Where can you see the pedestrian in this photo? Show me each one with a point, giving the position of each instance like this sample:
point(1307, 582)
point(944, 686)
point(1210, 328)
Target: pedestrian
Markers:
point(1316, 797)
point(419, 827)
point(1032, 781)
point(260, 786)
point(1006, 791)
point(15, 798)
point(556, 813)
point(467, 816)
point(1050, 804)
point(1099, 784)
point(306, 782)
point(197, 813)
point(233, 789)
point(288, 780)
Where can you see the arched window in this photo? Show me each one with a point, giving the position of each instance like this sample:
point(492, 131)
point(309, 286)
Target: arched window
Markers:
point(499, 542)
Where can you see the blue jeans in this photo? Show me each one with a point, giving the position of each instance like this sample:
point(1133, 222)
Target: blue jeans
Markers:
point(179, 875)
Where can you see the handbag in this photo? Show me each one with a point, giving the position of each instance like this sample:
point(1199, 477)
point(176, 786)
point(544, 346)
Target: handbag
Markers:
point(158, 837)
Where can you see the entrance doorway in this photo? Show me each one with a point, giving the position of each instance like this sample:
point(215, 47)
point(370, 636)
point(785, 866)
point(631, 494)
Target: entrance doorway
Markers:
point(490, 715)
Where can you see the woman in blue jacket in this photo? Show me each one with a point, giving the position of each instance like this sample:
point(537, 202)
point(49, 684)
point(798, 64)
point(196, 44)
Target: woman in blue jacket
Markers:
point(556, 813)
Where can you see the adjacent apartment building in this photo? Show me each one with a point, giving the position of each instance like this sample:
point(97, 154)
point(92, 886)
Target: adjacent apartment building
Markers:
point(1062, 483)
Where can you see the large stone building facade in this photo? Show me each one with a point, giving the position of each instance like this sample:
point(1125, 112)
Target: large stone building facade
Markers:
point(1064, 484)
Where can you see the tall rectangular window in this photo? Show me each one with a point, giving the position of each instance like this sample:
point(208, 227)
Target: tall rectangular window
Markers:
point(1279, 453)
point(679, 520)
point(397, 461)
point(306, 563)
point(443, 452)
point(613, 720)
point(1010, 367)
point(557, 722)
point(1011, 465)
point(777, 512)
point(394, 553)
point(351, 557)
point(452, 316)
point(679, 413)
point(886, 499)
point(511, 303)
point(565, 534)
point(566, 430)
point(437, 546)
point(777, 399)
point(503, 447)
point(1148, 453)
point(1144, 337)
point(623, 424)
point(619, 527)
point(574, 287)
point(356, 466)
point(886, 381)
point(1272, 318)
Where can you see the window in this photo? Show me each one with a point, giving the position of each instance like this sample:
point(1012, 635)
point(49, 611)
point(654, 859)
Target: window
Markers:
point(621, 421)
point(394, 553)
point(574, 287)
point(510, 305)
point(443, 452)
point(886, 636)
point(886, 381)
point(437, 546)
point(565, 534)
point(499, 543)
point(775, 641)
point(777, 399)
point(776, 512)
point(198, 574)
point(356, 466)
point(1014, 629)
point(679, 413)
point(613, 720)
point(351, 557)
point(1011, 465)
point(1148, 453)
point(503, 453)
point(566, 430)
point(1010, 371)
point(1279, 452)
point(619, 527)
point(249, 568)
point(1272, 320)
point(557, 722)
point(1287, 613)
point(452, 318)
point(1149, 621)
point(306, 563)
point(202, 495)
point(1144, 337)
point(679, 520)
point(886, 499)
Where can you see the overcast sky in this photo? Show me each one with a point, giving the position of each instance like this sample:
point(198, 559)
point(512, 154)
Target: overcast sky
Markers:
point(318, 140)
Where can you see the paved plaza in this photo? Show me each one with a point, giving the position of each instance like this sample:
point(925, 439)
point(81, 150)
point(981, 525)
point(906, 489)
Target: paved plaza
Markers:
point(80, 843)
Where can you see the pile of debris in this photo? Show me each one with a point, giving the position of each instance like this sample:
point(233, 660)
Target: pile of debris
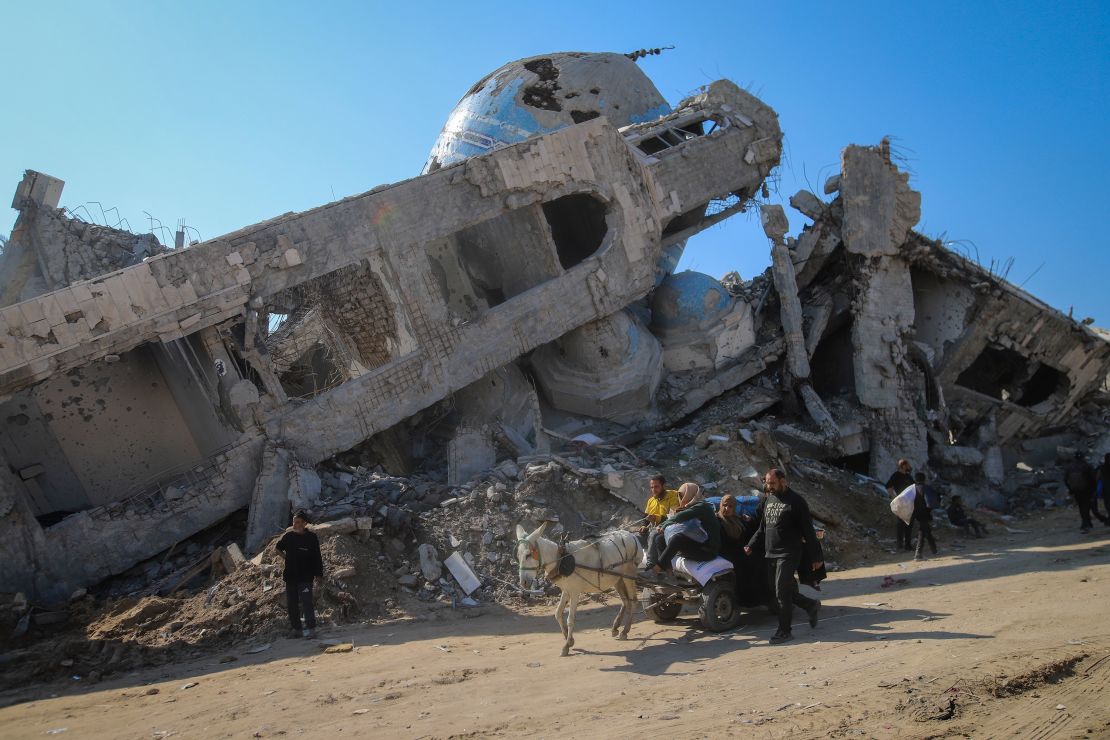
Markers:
point(386, 543)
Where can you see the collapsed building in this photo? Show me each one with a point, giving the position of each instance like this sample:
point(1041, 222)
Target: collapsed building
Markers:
point(522, 291)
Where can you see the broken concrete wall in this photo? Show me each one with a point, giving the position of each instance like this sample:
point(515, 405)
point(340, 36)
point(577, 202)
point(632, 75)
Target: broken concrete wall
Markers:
point(415, 352)
point(88, 547)
point(879, 211)
point(50, 249)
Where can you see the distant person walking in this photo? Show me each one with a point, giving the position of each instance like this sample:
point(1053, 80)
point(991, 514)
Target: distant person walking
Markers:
point(303, 563)
point(1102, 490)
point(1080, 479)
point(785, 534)
point(925, 500)
point(896, 484)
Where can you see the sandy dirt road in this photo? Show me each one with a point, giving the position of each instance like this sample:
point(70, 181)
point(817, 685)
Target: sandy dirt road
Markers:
point(1005, 639)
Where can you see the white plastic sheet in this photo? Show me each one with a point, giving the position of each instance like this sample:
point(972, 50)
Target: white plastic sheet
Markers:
point(902, 504)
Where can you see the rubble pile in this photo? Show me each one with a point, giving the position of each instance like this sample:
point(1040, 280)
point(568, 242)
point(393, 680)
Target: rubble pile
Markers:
point(424, 379)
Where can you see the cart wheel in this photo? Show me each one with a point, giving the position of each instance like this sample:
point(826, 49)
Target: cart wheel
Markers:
point(718, 610)
point(657, 608)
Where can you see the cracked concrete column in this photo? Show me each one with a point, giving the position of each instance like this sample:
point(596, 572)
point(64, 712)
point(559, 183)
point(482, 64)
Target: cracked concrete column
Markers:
point(879, 210)
point(797, 356)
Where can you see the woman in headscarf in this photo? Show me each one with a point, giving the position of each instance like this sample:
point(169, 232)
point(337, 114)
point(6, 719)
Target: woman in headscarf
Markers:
point(696, 537)
point(735, 533)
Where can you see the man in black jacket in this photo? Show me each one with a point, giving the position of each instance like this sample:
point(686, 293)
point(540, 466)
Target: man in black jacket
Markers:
point(897, 483)
point(786, 533)
point(925, 500)
point(303, 563)
point(1081, 482)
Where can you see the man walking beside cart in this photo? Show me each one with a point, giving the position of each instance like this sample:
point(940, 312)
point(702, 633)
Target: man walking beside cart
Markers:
point(786, 535)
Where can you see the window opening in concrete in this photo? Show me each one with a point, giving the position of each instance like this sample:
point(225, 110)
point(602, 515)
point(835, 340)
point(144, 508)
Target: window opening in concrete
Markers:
point(1007, 375)
point(831, 366)
point(674, 134)
point(312, 374)
point(578, 226)
point(859, 463)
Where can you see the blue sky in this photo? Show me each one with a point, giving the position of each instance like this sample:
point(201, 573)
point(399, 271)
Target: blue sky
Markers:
point(226, 113)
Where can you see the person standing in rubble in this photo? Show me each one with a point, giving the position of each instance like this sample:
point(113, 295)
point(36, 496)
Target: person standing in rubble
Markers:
point(785, 535)
point(303, 564)
point(1102, 490)
point(1080, 479)
point(897, 483)
point(925, 500)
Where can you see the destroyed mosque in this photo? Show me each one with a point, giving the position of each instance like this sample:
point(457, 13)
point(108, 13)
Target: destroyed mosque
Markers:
point(521, 291)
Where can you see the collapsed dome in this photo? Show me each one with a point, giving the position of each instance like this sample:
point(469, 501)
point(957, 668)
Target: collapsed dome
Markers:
point(688, 300)
point(541, 94)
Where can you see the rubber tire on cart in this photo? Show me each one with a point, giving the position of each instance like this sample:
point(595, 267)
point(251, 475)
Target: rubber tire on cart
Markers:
point(718, 610)
point(656, 610)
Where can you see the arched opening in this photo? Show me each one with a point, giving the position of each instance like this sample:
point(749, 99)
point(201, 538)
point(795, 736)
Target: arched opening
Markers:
point(577, 225)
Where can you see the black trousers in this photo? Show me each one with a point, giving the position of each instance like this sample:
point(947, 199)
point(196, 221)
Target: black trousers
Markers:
point(905, 534)
point(783, 585)
point(298, 599)
point(659, 553)
point(1083, 502)
point(925, 533)
point(1106, 505)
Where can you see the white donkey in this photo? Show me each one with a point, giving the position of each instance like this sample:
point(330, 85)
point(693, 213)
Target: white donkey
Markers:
point(608, 563)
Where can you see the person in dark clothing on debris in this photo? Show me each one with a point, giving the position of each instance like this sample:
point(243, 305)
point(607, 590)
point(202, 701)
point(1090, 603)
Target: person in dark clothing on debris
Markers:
point(1102, 490)
point(924, 503)
point(303, 563)
point(785, 535)
point(896, 484)
point(959, 517)
point(1080, 479)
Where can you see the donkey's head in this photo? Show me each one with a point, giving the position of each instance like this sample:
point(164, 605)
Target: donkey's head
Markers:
point(527, 555)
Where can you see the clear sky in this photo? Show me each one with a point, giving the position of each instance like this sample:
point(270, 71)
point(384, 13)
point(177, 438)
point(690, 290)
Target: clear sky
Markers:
point(228, 113)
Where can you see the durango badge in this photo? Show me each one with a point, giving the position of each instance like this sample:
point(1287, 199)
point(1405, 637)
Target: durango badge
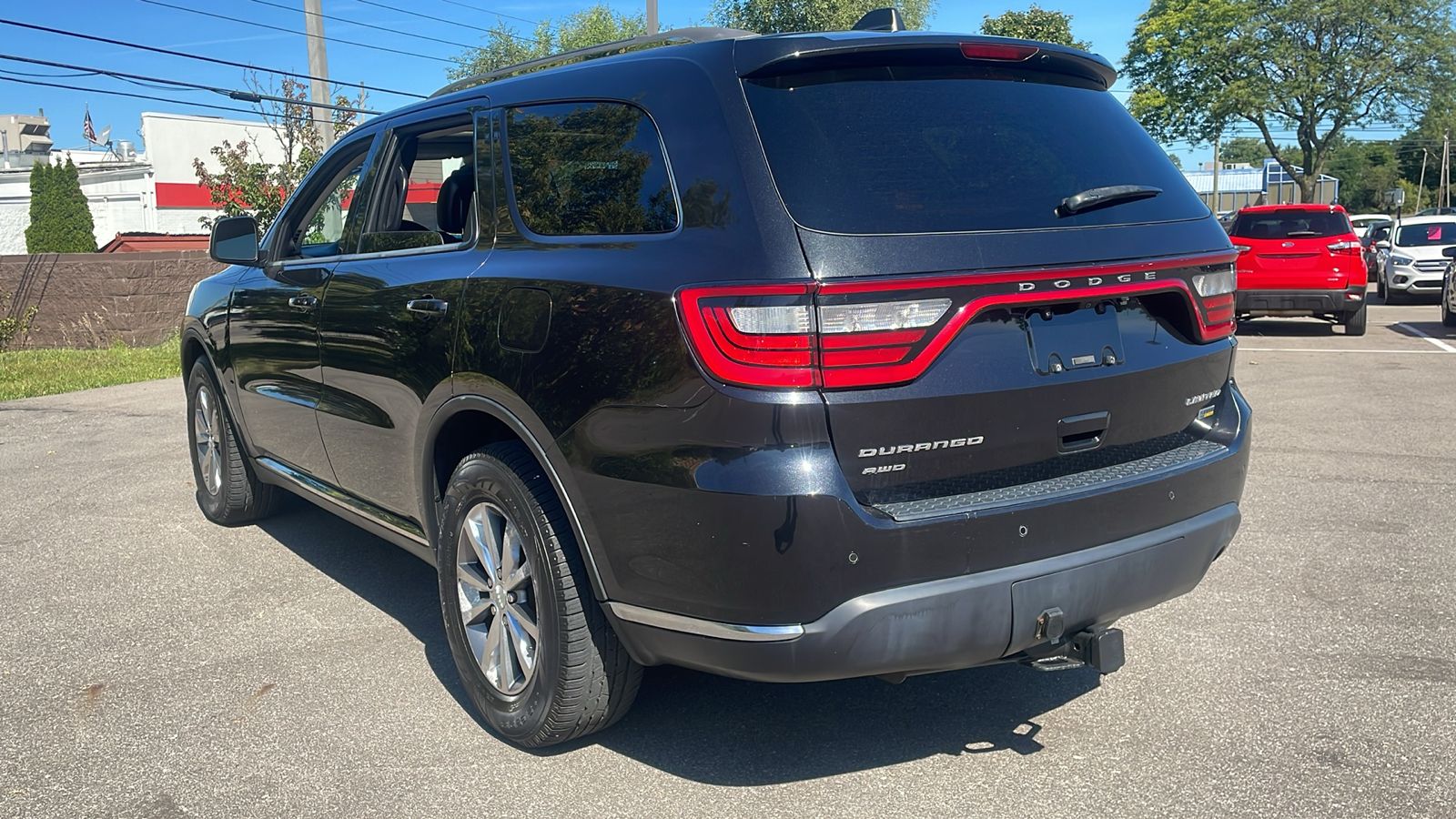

::::::::::

### What to do
Please write out again, unchanged, the data above, starting with the line containing "Where can you see the blue jeans" and going on through the line containing "point(158, 837)".

### Answer to this problem
Where can you see the blue jeans in this photo? Show me each one with a point, giving the position of each instance like this sample:
point(1133, 222)
Target: blue jeans
Markers:
point(179, 875)
Where can you see the handbag in this photo? Show me each one with a point, giving the position of each instance like this sample:
point(1199, 477)
point(176, 786)
point(544, 346)
Target: handbag
Markers:
point(158, 837)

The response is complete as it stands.